## Objective
Find every line in the material below that contains the string "runway" and copy each one in full. Matching is case-sensitive.

## Task input
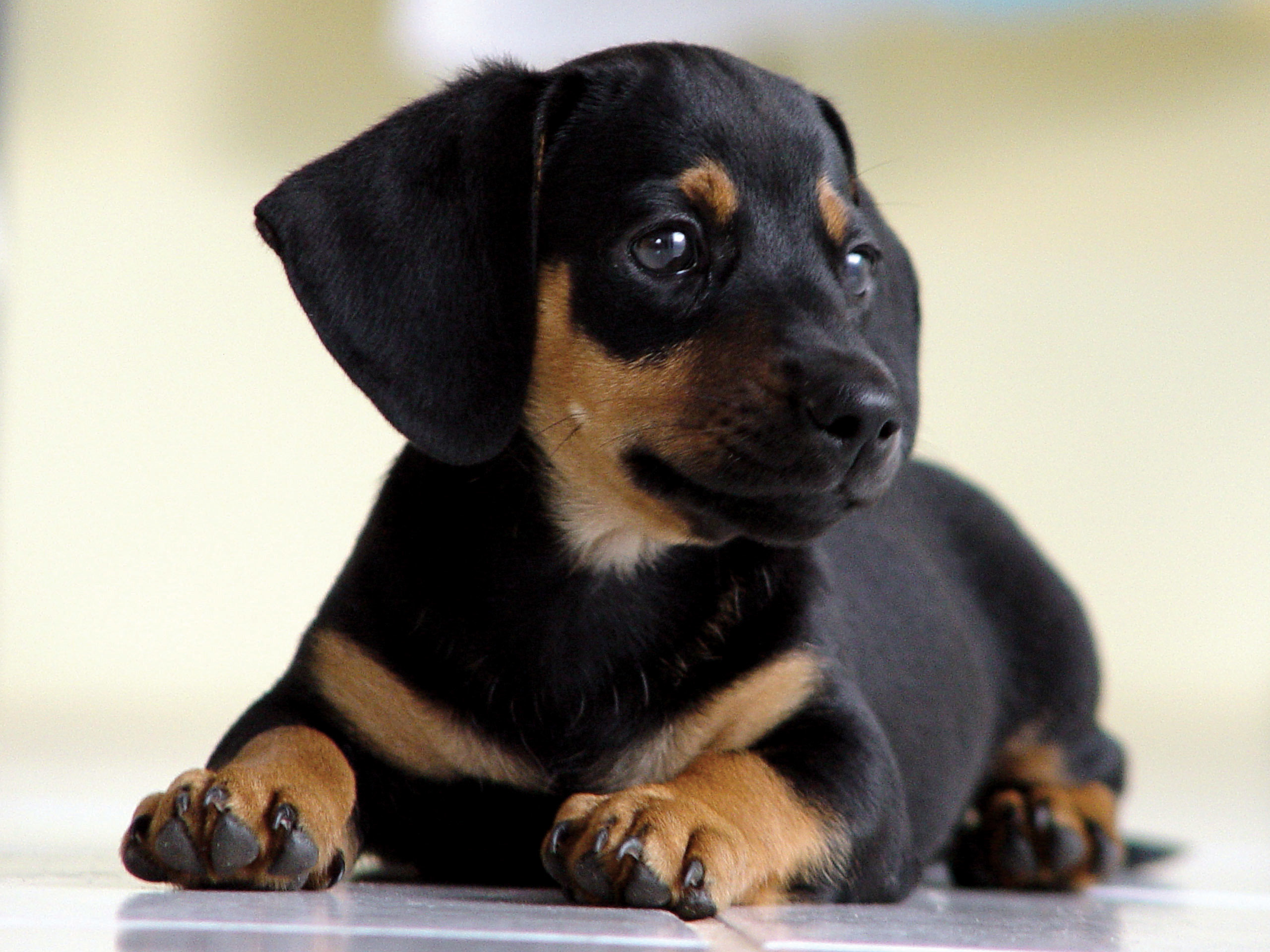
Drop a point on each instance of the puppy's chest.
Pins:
(631, 728)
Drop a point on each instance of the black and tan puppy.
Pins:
(653, 598)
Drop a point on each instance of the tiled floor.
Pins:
(66, 790)
(46, 914)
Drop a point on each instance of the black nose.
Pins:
(860, 411)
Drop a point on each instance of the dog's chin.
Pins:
(719, 513)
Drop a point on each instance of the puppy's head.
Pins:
(656, 259)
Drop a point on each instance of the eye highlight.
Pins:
(858, 272)
(670, 249)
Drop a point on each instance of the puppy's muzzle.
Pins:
(853, 405)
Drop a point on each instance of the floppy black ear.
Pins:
(840, 132)
(412, 252)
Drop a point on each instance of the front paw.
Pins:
(266, 821)
(728, 831)
(643, 847)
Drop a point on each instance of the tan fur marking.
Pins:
(408, 730)
(833, 210)
(709, 184)
(732, 719)
(732, 812)
(584, 411)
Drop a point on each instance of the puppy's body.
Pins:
(654, 565)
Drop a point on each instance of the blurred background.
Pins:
(1086, 192)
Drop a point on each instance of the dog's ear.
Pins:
(840, 132)
(412, 250)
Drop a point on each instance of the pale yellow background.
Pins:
(183, 469)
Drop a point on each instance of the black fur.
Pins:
(414, 250)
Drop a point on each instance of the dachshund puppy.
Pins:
(653, 602)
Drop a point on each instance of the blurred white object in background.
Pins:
(444, 35)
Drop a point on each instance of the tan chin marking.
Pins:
(732, 719)
(833, 210)
(405, 729)
(586, 409)
(709, 186)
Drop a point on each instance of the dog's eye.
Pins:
(666, 250)
(858, 273)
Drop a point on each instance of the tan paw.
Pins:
(726, 832)
(277, 817)
(1038, 837)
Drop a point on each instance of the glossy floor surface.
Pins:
(67, 787)
(50, 905)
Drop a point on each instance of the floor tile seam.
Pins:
(1183, 898)
(722, 936)
(9, 922)
(874, 946)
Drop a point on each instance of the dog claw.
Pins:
(695, 875)
(695, 903)
(1108, 853)
(632, 846)
(136, 858)
(336, 871)
(552, 861)
(234, 846)
(1017, 857)
(285, 818)
(299, 855)
(1066, 848)
(175, 847)
(644, 890)
(590, 874)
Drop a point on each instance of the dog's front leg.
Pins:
(815, 809)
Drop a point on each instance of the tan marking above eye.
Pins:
(584, 411)
(404, 728)
(732, 719)
(833, 210)
(709, 184)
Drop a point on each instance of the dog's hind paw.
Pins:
(277, 817)
(1038, 837)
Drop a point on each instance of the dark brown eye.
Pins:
(666, 250)
(858, 272)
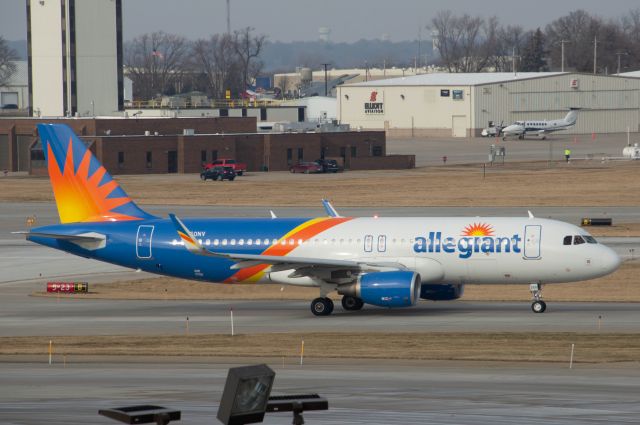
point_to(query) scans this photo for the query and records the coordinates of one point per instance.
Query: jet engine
(385, 289)
(441, 292)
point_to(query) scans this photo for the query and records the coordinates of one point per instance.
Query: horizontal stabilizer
(85, 240)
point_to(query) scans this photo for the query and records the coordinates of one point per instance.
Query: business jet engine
(385, 289)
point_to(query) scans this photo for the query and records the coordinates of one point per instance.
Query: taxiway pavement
(359, 392)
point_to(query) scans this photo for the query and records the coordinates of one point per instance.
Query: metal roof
(456, 79)
(634, 74)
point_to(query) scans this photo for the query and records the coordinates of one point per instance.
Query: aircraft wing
(249, 260)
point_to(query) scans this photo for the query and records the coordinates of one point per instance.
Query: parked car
(238, 167)
(306, 167)
(218, 173)
(329, 165)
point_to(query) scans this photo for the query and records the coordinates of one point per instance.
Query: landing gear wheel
(538, 306)
(350, 303)
(322, 306)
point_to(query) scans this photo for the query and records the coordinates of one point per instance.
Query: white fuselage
(462, 250)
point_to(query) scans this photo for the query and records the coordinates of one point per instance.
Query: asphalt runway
(429, 151)
(358, 392)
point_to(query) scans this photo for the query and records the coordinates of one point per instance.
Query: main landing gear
(537, 306)
(323, 306)
(350, 303)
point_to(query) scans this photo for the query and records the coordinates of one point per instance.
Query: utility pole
(562, 42)
(228, 16)
(513, 60)
(595, 54)
(326, 91)
(620, 54)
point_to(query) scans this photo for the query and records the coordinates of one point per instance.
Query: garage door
(459, 126)
(24, 142)
(9, 98)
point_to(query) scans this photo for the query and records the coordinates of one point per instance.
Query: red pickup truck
(238, 167)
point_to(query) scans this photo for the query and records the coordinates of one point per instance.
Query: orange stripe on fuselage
(305, 231)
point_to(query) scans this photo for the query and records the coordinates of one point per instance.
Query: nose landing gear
(537, 306)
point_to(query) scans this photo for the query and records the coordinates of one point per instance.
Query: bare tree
(465, 42)
(248, 48)
(155, 62)
(7, 56)
(580, 30)
(217, 59)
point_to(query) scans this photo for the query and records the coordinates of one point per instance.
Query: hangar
(461, 105)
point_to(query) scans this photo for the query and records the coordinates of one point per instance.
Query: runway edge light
(246, 394)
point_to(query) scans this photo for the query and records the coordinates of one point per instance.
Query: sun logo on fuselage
(478, 229)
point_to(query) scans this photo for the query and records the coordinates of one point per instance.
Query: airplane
(382, 261)
(540, 127)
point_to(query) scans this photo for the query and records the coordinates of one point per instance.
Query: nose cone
(608, 260)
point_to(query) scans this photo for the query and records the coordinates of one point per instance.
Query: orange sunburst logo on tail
(81, 197)
(478, 229)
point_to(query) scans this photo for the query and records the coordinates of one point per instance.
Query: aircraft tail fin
(572, 116)
(84, 190)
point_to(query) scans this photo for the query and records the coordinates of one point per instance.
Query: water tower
(324, 34)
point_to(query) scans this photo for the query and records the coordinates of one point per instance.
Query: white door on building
(459, 126)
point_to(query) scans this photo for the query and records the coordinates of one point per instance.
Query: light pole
(325, 79)
(595, 54)
(620, 54)
(562, 42)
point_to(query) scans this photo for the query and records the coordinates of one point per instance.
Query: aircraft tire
(538, 306)
(322, 306)
(350, 303)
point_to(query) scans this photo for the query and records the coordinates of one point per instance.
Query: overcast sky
(299, 20)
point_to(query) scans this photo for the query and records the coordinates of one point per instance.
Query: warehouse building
(182, 145)
(461, 105)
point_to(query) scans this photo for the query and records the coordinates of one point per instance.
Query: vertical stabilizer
(572, 116)
(83, 188)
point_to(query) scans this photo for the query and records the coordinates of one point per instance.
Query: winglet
(190, 241)
(331, 212)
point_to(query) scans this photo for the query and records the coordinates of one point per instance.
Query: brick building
(182, 145)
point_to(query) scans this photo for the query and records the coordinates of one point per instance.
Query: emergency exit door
(143, 241)
(532, 235)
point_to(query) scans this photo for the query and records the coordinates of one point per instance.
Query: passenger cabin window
(382, 243)
(368, 243)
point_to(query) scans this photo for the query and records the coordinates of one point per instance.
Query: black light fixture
(246, 394)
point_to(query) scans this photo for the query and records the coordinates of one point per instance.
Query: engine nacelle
(385, 289)
(441, 292)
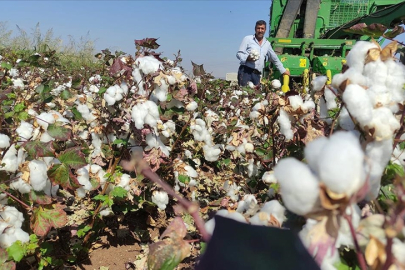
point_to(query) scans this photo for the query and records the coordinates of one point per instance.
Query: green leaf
(37, 149)
(61, 174)
(46, 217)
(23, 116)
(19, 107)
(4, 264)
(77, 114)
(73, 157)
(59, 132)
(40, 197)
(6, 65)
(16, 251)
(184, 179)
(118, 192)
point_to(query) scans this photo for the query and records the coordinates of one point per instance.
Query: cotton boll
(345, 121)
(25, 131)
(357, 55)
(299, 187)
(148, 64)
(268, 177)
(4, 141)
(192, 106)
(384, 123)
(38, 174)
(378, 155)
(318, 83)
(358, 104)
(340, 164)
(313, 151)
(10, 160)
(330, 99)
(295, 102)
(20, 185)
(285, 125)
(161, 199)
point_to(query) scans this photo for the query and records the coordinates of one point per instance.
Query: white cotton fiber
(345, 121)
(4, 141)
(299, 186)
(378, 154)
(148, 64)
(10, 160)
(340, 164)
(357, 55)
(295, 101)
(25, 131)
(38, 174)
(358, 104)
(285, 125)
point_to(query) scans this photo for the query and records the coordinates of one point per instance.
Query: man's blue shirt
(250, 43)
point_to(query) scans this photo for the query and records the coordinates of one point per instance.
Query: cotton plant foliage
(207, 142)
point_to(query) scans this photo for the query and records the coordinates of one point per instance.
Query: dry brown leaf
(375, 253)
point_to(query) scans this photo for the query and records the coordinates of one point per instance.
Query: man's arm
(242, 53)
(274, 59)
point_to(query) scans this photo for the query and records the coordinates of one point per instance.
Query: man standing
(252, 53)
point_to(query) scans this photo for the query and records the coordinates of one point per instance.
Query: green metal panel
(320, 64)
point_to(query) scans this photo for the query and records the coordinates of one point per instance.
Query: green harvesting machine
(309, 35)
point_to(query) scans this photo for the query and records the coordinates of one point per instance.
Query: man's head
(260, 29)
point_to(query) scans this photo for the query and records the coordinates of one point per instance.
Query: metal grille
(346, 10)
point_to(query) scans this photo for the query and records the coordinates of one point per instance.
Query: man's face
(260, 29)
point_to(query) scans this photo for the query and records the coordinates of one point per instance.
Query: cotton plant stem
(192, 208)
(359, 254)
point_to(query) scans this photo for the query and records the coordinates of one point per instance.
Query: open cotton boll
(295, 101)
(318, 83)
(38, 174)
(275, 209)
(10, 160)
(4, 141)
(20, 185)
(340, 164)
(154, 141)
(378, 155)
(358, 103)
(384, 123)
(25, 131)
(299, 186)
(192, 106)
(86, 113)
(160, 91)
(330, 99)
(161, 199)
(211, 153)
(285, 125)
(345, 121)
(357, 55)
(268, 177)
(148, 64)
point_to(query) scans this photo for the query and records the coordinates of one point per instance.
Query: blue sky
(206, 32)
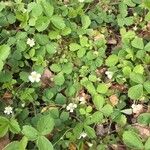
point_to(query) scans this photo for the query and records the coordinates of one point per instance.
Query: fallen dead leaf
(144, 131)
(114, 100)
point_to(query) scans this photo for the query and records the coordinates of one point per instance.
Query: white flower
(82, 135)
(89, 144)
(30, 42)
(34, 77)
(81, 1)
(137, 108)
(82, 100)
(71, 107)
(8, 110)
(109, 74)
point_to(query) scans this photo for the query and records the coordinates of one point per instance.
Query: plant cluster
(75, 74)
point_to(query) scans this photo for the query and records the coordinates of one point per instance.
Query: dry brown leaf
(144, 131)
(114, 100)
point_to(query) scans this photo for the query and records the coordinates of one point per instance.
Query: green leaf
(135, 92)
(4, 52)
(112, 60)
(137, 43)
(123, 9)
(132, 140)
(48, 9)
(90, 131)
(74, 47)
(147, 3)
(144, 118)
(102, 88)
(44, 144)
(98, 101)
(15, 145)
(147, 144)
(59, 79)
(42, 23)
(30, 132)
(67, 68)
(14, 126)
(45, 124)
(85, 20)
(58, 22)
(136, 77)
(147, 47)
(4, 124)
(147, 86)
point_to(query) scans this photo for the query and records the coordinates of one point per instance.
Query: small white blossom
(71, 107)
(137, 108)
(82, 100)
(82, 135)
(109, 74)
(34, 77)
(30, 42)
(81, 1)
(8, 110)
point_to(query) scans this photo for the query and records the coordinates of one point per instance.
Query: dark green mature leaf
(137, 43)
(98, 101)
(44, 144)
(135, 92)
(85, 20)
(144, 118)
(112, 60)
(30, 132)
(4, 52)
(14, 126)
(4, 125)
(48, 9)
(45, 124)
(132, 140)
(58, 22)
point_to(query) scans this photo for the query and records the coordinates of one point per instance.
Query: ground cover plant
(74, 74)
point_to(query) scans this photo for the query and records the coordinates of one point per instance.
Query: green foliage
(68, 75)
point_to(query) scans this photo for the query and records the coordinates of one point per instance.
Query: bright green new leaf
(30, 132)
(59, 79)
(135, 92)
(43, 143)
(147, 144)
(112, 60)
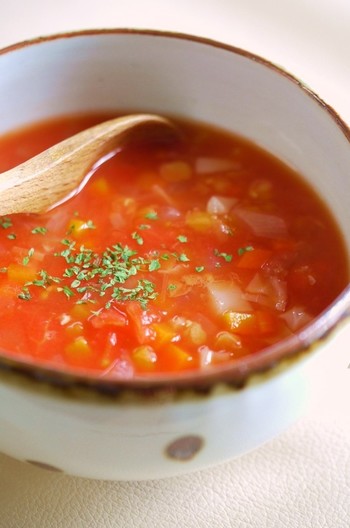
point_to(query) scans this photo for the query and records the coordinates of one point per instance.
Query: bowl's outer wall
(179, 76)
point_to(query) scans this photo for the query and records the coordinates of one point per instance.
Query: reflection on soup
(170, 259)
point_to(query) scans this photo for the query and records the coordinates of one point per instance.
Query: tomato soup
(171, 258)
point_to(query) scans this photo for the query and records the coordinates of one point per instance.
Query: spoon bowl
(56, 174)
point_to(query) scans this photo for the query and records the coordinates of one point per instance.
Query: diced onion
(210, 165)
(220, 204)
(263, 224)
(296, 318)
(226, 295)
(268, 291)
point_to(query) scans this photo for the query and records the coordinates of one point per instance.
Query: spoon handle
(57, 173)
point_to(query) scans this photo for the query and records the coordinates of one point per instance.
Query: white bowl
(139, 430)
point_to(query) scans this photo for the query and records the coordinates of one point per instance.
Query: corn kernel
(199, 220)
(144, 357)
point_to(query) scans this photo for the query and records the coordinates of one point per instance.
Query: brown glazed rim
(237, 373)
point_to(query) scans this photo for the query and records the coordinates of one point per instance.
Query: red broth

## Reply to the task
Query: asphalt runway
Query: runway edge light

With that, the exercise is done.